Read through the entries below and copy each line where "hair" turns up.

Data provided section start

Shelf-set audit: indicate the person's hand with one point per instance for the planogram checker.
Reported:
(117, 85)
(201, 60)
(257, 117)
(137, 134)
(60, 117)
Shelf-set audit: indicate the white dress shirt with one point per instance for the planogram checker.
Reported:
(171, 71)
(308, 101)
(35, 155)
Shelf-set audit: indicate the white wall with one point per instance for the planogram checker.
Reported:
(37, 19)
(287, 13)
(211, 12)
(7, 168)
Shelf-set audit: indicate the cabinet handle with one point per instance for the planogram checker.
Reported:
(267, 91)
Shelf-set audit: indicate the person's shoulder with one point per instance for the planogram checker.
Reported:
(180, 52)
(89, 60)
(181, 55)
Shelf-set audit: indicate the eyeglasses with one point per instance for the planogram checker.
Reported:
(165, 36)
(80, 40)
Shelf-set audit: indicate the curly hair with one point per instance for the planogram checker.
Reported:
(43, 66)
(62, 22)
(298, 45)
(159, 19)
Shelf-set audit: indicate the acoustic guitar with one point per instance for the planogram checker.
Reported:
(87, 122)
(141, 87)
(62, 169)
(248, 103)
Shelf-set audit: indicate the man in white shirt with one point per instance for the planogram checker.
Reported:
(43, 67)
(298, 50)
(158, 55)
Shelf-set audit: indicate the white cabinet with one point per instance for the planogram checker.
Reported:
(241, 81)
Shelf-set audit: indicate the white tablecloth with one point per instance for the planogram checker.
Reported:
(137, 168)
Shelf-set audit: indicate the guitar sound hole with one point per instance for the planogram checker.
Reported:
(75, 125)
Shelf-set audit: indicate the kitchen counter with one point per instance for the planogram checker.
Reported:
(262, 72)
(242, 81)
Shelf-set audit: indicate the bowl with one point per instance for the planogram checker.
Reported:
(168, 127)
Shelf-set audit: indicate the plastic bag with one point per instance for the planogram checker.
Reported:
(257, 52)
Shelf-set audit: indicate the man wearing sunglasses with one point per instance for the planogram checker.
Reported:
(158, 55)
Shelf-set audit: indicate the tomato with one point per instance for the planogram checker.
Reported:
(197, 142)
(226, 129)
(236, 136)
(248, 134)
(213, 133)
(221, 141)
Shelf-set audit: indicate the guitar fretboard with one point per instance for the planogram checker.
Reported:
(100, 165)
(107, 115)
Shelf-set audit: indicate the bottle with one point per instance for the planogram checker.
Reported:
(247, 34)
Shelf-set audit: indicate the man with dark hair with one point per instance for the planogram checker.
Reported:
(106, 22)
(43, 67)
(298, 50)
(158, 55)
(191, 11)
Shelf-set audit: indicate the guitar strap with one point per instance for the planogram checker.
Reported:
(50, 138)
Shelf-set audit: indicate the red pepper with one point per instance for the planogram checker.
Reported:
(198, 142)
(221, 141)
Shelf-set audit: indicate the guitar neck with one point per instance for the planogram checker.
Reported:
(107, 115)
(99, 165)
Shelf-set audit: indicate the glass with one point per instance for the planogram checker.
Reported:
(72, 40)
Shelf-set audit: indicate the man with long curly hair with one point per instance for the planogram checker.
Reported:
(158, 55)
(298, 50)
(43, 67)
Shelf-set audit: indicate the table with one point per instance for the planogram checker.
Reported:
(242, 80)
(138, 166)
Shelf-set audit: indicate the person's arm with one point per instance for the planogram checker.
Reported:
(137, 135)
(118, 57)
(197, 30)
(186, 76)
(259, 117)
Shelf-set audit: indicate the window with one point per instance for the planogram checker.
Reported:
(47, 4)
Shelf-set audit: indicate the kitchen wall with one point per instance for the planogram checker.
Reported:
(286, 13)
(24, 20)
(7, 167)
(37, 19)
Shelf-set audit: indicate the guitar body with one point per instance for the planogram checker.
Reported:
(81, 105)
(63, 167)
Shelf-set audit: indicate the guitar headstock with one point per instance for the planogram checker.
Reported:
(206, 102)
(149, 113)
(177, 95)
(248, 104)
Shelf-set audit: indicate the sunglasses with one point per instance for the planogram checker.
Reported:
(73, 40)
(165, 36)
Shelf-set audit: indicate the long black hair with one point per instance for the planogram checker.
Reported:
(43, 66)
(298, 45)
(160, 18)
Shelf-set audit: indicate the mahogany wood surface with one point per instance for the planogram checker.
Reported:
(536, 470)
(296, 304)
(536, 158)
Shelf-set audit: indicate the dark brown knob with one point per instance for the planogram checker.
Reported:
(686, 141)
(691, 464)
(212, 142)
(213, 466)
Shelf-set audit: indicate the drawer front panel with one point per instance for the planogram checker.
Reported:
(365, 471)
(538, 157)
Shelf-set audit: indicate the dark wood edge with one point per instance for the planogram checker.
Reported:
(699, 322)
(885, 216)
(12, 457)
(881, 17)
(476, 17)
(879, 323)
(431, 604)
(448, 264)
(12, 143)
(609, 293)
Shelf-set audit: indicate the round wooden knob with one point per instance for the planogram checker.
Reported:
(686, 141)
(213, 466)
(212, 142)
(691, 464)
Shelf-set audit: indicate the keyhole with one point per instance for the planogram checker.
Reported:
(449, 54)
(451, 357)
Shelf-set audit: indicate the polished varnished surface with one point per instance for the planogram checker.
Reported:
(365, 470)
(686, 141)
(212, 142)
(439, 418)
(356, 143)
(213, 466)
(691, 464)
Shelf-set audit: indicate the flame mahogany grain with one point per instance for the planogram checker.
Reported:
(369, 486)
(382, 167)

Data provided section end

#### [Response to this task]
Shelf-set audit: indicate the curly hair with one point per instance for the planogram checker.
Shelf-set audit: indicate the man with dark hair with one point per instance for the planogram checker.
Shelf-set audit: indicate the man with long curly hair with one point per instance for the planogram checker.
Shelf-set audit: indicate the long black hair with one point per instance for the planogram checker.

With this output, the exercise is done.